[Texte fourni]:

=======

PARIS : L'idée d'une "Grande Sécu" prenant en charge l'intégralité des remboursements de santé se fait une place dans le débat, le ministre des Solidarités Olivier Véran ayant impulsé des "réflexions" sur ce sujet qui pourrait agiter la campagne présidentielle.
Le Haut Conseil pour l'avenir de l'Assurance maladie (HCAAM) planche actuellement sur quatre pistes de transformation de l'articulation entre assurance maladie obligatoire et complémentaires santé.
Même si, mardi encore, le ministre de la Santé martelait devant les députés qu'"il n'y a pas de projet, il n'y a qu'une réflexion", les travaux du HCAAM font déjà des vagues.
Notamment le scénario le plus radical, celui d'une "Grande Sécu" qui prévoit un remboursement à 100% par la Sécurité sociale, en partie grâce à une hausse des cotisations sociales patronales et de la CSG, avec un champ d'intervention des complémentaires fortement réduit.
Le coût de ce transfert de financement est estimé à 22,4 milliards d'euros par an (hors dépassements d'honoraires et liberté tarifaire), selon le projet de rapport du HCAAM révélé par le quotidien Les Echos et consulté vendredi par l'AFP.

=======

[Les données]:
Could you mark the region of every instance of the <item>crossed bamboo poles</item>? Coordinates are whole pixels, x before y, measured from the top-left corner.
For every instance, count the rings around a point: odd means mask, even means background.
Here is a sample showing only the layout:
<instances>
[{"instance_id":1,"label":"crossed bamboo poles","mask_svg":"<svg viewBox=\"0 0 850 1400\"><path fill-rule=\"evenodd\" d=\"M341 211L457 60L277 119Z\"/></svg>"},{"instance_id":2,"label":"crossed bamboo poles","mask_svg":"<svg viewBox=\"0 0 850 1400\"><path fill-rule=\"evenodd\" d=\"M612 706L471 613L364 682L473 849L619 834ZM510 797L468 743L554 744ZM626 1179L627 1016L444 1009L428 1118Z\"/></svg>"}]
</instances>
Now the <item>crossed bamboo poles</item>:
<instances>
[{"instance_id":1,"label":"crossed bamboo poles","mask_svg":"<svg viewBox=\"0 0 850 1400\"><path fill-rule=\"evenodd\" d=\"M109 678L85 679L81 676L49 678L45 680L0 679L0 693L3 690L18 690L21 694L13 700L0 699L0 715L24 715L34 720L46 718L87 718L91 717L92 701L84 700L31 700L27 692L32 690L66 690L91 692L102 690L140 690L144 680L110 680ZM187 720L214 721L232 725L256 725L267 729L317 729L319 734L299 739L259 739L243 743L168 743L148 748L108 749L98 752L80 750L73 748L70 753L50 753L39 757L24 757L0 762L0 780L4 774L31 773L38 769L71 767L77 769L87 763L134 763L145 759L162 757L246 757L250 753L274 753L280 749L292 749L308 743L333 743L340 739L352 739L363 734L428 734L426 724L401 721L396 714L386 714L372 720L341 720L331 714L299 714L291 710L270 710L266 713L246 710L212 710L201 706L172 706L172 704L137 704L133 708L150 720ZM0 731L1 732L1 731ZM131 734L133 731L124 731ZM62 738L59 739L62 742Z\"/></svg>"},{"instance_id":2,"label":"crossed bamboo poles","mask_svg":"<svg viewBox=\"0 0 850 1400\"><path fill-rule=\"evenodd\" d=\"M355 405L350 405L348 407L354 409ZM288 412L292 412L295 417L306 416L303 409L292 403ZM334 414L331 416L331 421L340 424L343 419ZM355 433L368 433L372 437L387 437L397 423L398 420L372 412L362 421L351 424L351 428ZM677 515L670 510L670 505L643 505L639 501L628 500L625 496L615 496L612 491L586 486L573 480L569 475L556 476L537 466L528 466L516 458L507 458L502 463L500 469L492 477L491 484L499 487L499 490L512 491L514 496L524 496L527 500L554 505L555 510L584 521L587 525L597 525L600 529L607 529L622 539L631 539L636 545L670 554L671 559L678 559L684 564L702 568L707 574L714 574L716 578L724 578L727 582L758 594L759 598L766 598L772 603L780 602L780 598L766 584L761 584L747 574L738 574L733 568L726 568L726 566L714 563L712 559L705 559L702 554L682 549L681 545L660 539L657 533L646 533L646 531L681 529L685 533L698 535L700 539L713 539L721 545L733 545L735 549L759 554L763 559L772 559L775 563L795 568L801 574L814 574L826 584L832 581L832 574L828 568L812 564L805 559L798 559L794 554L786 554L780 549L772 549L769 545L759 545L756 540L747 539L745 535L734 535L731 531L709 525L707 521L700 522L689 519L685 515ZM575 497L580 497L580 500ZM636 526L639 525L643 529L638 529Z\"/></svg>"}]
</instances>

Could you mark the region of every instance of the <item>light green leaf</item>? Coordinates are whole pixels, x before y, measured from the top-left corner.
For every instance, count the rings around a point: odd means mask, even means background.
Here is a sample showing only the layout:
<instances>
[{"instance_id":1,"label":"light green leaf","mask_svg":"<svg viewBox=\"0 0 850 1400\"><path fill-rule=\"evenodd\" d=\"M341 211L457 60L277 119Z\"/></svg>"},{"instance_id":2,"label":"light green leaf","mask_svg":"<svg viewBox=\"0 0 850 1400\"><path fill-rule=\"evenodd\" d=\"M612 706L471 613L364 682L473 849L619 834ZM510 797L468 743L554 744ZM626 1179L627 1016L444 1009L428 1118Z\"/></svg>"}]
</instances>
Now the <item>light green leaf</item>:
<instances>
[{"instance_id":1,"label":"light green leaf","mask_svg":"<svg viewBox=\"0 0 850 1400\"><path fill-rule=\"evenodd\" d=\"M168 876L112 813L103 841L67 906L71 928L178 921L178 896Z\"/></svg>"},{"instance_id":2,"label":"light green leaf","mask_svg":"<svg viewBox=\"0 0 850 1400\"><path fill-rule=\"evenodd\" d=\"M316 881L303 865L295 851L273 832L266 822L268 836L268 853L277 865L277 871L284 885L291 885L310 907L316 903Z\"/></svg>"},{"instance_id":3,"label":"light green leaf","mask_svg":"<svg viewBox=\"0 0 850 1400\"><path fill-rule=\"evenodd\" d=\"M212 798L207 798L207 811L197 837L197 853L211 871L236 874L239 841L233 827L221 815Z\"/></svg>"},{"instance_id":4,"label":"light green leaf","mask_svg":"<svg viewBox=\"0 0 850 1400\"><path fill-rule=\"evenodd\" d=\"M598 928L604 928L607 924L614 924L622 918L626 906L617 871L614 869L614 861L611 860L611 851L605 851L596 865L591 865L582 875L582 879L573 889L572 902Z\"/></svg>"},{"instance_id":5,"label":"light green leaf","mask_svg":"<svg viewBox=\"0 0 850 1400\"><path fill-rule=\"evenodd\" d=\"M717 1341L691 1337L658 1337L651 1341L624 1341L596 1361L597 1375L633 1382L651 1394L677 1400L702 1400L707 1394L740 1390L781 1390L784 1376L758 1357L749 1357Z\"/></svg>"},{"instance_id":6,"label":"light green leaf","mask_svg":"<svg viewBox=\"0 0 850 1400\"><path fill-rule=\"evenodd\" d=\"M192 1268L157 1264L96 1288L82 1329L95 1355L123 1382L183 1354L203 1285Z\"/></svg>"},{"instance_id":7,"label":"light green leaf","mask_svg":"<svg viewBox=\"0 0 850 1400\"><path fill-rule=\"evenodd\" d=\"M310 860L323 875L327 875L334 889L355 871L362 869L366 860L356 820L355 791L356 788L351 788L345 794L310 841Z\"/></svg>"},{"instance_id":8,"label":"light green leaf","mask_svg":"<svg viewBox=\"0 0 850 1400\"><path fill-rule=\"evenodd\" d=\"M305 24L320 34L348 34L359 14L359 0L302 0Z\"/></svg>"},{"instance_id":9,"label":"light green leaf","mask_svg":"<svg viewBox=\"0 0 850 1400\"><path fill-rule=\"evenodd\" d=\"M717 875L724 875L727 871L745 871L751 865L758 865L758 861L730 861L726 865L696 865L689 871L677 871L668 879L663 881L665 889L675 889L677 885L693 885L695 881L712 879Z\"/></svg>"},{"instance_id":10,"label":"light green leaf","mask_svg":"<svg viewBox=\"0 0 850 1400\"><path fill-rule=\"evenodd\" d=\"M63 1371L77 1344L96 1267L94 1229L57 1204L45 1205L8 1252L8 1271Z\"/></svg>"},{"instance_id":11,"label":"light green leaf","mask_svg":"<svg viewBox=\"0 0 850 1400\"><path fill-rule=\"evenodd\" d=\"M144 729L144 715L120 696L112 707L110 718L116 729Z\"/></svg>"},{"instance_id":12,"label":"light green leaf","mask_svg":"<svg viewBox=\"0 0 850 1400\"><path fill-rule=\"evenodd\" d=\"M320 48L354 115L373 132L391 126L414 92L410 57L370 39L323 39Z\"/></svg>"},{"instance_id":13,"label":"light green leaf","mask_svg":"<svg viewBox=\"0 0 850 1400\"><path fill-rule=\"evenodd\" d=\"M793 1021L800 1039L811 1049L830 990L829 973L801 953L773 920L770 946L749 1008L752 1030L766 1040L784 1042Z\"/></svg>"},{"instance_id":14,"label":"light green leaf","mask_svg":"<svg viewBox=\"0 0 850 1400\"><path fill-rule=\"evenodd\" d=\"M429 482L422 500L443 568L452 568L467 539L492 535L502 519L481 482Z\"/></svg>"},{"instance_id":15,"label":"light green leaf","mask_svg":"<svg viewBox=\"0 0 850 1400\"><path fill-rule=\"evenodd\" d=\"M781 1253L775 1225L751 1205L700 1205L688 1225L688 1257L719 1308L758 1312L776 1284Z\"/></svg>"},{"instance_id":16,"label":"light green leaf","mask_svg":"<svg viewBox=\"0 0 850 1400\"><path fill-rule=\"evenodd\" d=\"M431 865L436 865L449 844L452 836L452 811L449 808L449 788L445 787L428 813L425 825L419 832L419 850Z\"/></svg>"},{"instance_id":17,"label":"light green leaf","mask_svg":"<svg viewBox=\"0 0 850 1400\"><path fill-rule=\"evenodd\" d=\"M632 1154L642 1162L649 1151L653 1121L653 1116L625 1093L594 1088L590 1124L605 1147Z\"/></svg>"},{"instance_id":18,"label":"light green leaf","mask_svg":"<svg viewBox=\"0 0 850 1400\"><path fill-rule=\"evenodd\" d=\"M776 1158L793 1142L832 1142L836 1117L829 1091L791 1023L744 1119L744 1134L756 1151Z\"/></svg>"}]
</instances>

=======

[Consigne 1]:
Recopiez le passage du texte sur la Grande Sécu en commençant par « Notamment le scénario » et en continuant jusqu'à « vendredi par l'AFP. ».
[Consigne 2]:
Poursuivez le texte sur la Grande Sécu à partir de l'endroit où il s'arrête.
Les données ne servent à rien ici.

[Votre réponse 1]:
Notamment le scénario le plus radical, celui d'une "Grande Sécu" qui prévoit un remboursement à 100% par la Sécurité sociale, en partie grâce à une hausse des cotisations sociales patronales et de la CSG, avec un champ d'intervention des complémentaires fortement réduit.
Le coût de ce transfert de financement est estimé à 22,4 milliards d'euros par an (hors dépassements d'honoraires et liberté tarifaire), selon le projet de rapport du HCAAM révélé par le quotidien Les Echos et consulté vendredi par l'AFP.

[Votre réponse 2]:
"Il y a beaucoup de choses qu'on peut faire, j'ai semé des petits cailloux pendant la crise sanitaire (du Covid-19), tout a été pris en charge à 100% par l'Assurance maladie et je n'ai vu personne s'en plaindre", avait indiqué en octobre M. Véran.
"Le coût des complémentaires augmente chaque année, notamment du fait des frais de gestion qui sont importants. Cela pèse sur le budget des ménages et notamment des retraités", avait encore fait valoir mardi le ministre, qui avait déjà évoqué un coût de "6 à 7 milliards de plus que si c'était l'Assurance maladie qui se chargeait de ces soins".
Selon le projet de rapport du HCAAM, qui sera discuté les 18 et 25 novembre par ses membres, la prise en charge par la Sécurité sociale serait réduite à 21 milliards d'euros "en cas de maintien des franchises et participations forfaitaires en ville".
Du fait des "charges de gestion et autres charges évitées grâce à la réforme (5,4 milliards d'euros)", les salariés économiseraient 100 euros par an. Les indépendants 130, les inactifs 50 et les retraités 170. Un autre mode de répartition, plus avantageux pour les retraités et les inactifs, leur ferait respectivement économiser 260 et 100 euros, 30 euros aux salariés mais rien aux indépendants.
«Médecine à deux vitesses»
Mais la hausse du pouvoir d'achat pourrait ne pas être le seul effet de cette réforme. En octobre, le Centre technique des institutions de prévoyance (CTIP) avait exprimé sa "vive opposition aux scénarios proposés". "Quel que soit le scénario, la marge réduite laissée au dialogue social et à la négociation empêcherait les partenaires sociaux d'adapter aux réalités du terrain la protection sociale des acteurs économiques", estimait-il.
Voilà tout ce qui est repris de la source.